→ Исходный текст
Пожалуй, именно сейчас и следует рассказать наиболее подробно о Зальцмане- живописце. На больших выставках я впервые встретился и потом подолгу простаивал, перед картинами вот какого облика: крупные-крупные лицо и фигуры, намеренно несоразмерные с располагавшимся позади, за тесно прижавшимися друг к другу огромноглазыми головами как бы необязательным, как бы вневременным пейзажем. Художник — без всякого сомнения нарочно — изображал на заднем плане картины нечто окончательно странное: пустынная бессолнечная, песчано-глинистая окраина, чахлые кривые деревца, робкие невысокие кустики с тонкими безлиственными прутиками- веточками. Вдобавок к хилой растительности деревцам, тесно слипшиеся неказистые постройки, безоконные, низкие, приземистые с плоскими крышами: то ли кавказские сакли, то ли саманные жилища среднеазиатских земледельцев. Странные повороты тяжело-каменных лиц, необычные ракурсы, обобщенные психологические характеристики, и веющее над всеми этими грубовато-иконописными ликами с раскосыми глазами настроение, не поддающееся простейшей расшифровке. Редко-редко кто-либо из зрителей оставлял краткое замечание, иногда неодобрительное, о живописи Павла Яковлевича. А иногда он ошеломлял тем что, вовсе не отказываясь от избранной манеры, создавал картину, предположим, «Швеи», и на Божий свет являлся какой-то патриархально-возвышенный, непотревоженно-гармоничный Венецианов XX века. И очень хорошо помню свою неутоленность при разглядывании немногих — двух-трех, больше художник не выставлял — картин. Они всегда представлялись мне разрозненными страницами, выпавшими из большой и прекрасной книги. Читать весь этот — за пределами взгляда и внимания начавшийся и исчезающий опять-таки за границами досягаемости — текст было чрезвычайно приятно и захватывающе, но тем горше все прелестные и соблазнительные впечатления оканчивались разочарованием и воспоминаниями с привкусом печали о согревшем ненадолго огоньке настоящего искусства.

→ Собранные материалы
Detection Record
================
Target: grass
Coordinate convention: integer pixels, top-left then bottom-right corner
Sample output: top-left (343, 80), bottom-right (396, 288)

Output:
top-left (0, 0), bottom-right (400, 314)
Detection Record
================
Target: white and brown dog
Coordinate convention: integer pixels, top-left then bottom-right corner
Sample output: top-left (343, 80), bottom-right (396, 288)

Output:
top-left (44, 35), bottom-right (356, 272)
==
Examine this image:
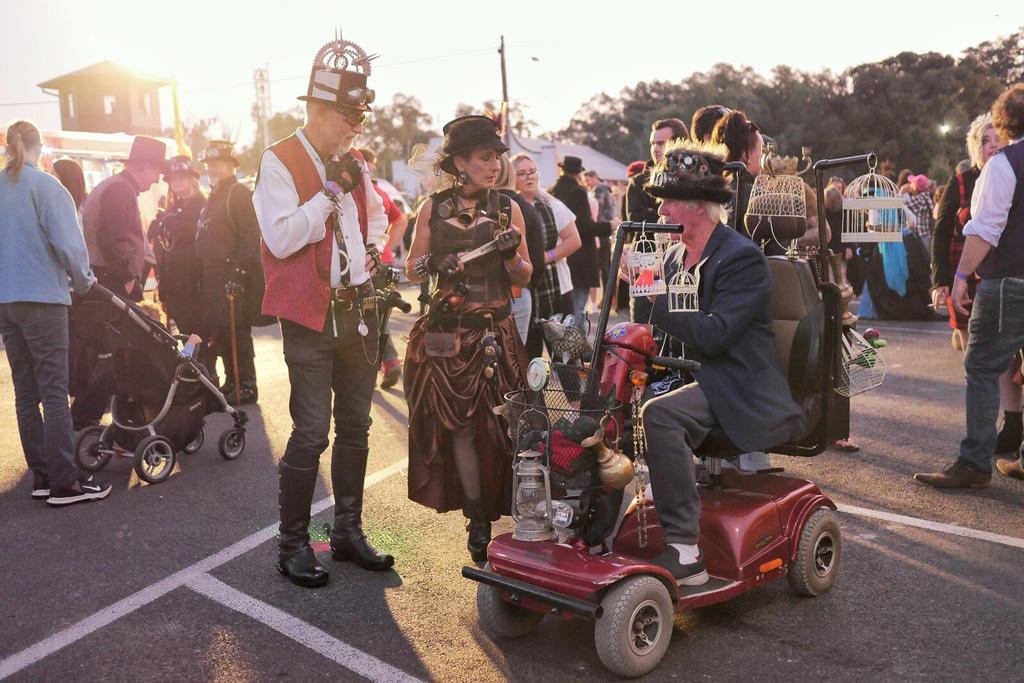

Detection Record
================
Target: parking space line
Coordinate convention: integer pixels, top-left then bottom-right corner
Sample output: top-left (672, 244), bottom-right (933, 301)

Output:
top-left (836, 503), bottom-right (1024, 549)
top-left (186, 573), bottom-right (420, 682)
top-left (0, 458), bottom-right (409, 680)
---
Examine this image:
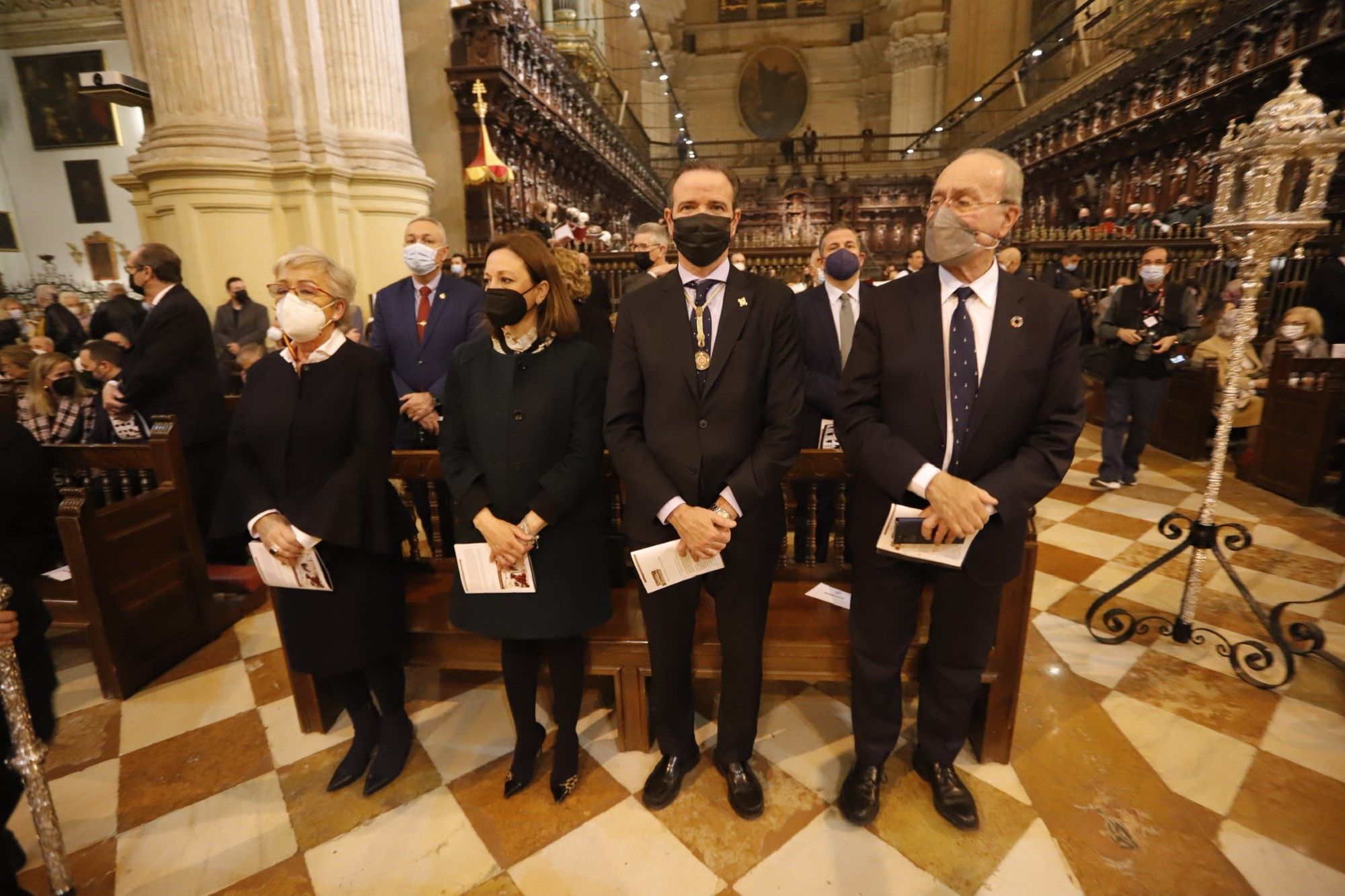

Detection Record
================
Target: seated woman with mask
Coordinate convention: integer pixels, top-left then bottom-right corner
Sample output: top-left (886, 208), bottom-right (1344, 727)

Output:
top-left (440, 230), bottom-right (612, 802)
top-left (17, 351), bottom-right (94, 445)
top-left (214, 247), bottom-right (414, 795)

→ Задание A
Ответьте на вопросы по тексту о живописи Зальцмана:
(i) Какими были постройки на заднем плане картин?
(ii) Сколько картин художник выставлял?
(iii) С чем в тексте сравниваются эти картины?
→ Задание B
Допишите текст о живописи Зальцмана, начиная сразу после его последнего предложения.

→ Ответ A
(i) Тесно слипшимися, неказистыми, безоконными, низкими, приземистыми, с плоскими крышами.
(ii) Две-три, больше он не выставлял.
(iii) С разрозненными страницами, выпавшими из большой и прекрасной книги.

→ Ответ B
И все же эти превосходные работы, совершенные по стилю, отточенные, с четкими приметами подлинного мастерства оставляли теперь, на выставке, впечатление некоторой холодноватости, отстраненности от всесуетного бытия, от непредсказуемой кипящей повседневности. Разумеется, такое определение не в умаление — говаривал же некогда Алексей Толстой: «А холодный Мериме сияет не тускнея…» И тем не менее исходила от полотен Павла Яковлевича ледяная разреженность заоблачных высот. Зато в глубине выставки — вовсе не по хронологии, не ими открывалась экспозиция — располагались работы, просто-напросто потрясшие меня своей юной энергией. Там никакого холодка не было в помине. Особенно вцепились в сознание и воображение три вещи. Первая — милая русская девушка на набережной, скорее всего, Невы. Ну, это портрет чудеснейший — здесь нечто и от пушкинской легкости в признании за избранницей безусловного права на божественную повелительную женственность, в то же время несомненная конкретность наивной влюбленности, без капельки эротики, нечто от того самого культа Коры — обнаженного древнегреческого торса, о чем столь впечатляюще рассказывал во вступительных устных заметках к своему курсу истории изящных искусств Павел Яковлевич. Совершенно непотревоженная душа, не затронутая еще ни одной бедой века, стояла перед нами во всей своей незащищенности, что в благородные рыцарские времена защищает получше любой другой силы. То был портрет — эмблема. Второй портрет я назвал про себя «Портретом Николая Заболоцкого». Философски настроенный юноша в распространенных в двадцатые-тридцатые годы круглых очках с тонкой черной оправой: в нашем семейном альбоме есть фотография отца — студента рабфака — в точно таких же очках. В чертах лица молодого человека нет той безоглядной юношеской смелости, той небесной свободы, каковая явственно присутствует в предыдущем портрете. Есть затаенная грусть, даже душевная боль, не растерянность, но готовность к подступающим испытаниям.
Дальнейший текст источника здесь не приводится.